### [What you are asked to do]
Each line of the material below should be reproduced exactly.

>> START Extracted records

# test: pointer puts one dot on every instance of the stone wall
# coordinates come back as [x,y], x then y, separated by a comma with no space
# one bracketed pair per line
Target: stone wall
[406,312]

>> END Extracted records

### [Answer in full]
# test: pointer puts one dot on every instance of the stone wall
# coordinates come back as [x,y], x then y, separated by a comma with no space
# one bracketed pair per line
Target: stone wall
[406,312]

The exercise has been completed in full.